DIRECTION: Reproduce each of the records below line for line without alteration, leaving out the pictures.

.....

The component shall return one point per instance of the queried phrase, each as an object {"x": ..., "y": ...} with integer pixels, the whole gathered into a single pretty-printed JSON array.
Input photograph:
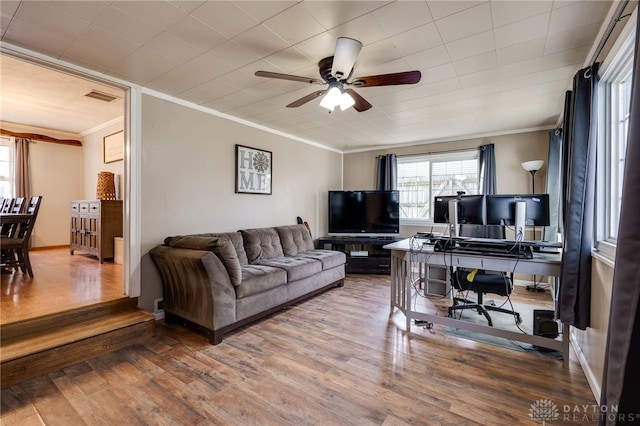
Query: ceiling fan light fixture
[
  {"x": 331, "y": 99},
  {"x": 346, "y": 101},
  {"x": 347, "y": 51}
]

.....

ANSWER TO THE PROBLEM:
The component shall return one point per instance of the queried phrase, each as an object {"x": ..., "y": ...} with integer pixels, the whole gathered into a single pretty-printed JSON array.
Input photograph:
Query: ceiling fan light fixture
[
  {"x": 331, "y": 99},
  {"x": 346, "y": 101},
  {"x": 347, "y": 51}
]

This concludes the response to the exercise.